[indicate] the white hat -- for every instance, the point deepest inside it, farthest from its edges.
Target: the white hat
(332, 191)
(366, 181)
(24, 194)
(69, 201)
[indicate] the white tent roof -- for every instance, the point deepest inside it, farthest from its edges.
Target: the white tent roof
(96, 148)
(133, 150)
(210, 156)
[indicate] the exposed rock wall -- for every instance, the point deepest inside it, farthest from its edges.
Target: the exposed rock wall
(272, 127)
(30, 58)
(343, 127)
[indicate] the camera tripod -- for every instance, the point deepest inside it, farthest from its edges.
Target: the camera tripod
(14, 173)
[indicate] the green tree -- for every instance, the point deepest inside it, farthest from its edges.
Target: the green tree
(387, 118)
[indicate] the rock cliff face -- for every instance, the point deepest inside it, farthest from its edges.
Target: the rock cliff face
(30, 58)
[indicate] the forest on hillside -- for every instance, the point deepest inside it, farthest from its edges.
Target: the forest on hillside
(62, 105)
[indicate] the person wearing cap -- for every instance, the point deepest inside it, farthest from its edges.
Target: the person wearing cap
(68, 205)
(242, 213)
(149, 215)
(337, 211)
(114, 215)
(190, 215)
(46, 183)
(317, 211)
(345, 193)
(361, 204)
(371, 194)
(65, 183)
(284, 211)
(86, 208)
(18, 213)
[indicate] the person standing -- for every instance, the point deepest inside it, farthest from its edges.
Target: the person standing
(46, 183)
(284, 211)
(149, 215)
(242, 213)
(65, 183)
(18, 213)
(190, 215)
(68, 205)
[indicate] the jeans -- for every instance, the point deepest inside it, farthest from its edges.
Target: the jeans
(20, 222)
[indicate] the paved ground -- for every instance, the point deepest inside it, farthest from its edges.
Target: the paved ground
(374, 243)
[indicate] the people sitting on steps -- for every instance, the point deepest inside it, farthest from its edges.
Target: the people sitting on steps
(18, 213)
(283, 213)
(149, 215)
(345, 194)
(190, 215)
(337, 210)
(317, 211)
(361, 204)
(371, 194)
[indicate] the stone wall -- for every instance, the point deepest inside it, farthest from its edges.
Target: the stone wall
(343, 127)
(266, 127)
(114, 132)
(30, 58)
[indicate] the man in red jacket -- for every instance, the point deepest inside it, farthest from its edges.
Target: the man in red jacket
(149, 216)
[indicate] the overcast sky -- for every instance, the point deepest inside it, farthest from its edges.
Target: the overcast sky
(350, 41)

**Exercise task:**
Emit verbatim the lines running from the one with "[indicate] the people" through the last line of the data, both endpoints inclusive.

**Output of the exercise:**
[indicate] the people sitting on steps -- for every instance, the point deepest inside it, farthest from its edges.
Target: the people sitting on steps
(18, 213)
(283, 213)
(149, 215)
(345, 194)
(190, 215)
(337, 210)
(317, 211)
(361, 204)
(371, 194)
[indicate] the stone wall -- for every instance, the point deepest inside it, farthest from its edges.
Target: the stone wall
(343, 127)
(266, 127)
(114, 132)
(30, 58)
[indicate] the man in red jacket -- for every instance, the point deepest inside it, farthest from its edges.
Target: the man in red jacket
(149, 216)
[indicate] the overcast sky -- for every instance, the point deepest inside it, farthest from its edges.
Target: the overcast sky
(350, 41)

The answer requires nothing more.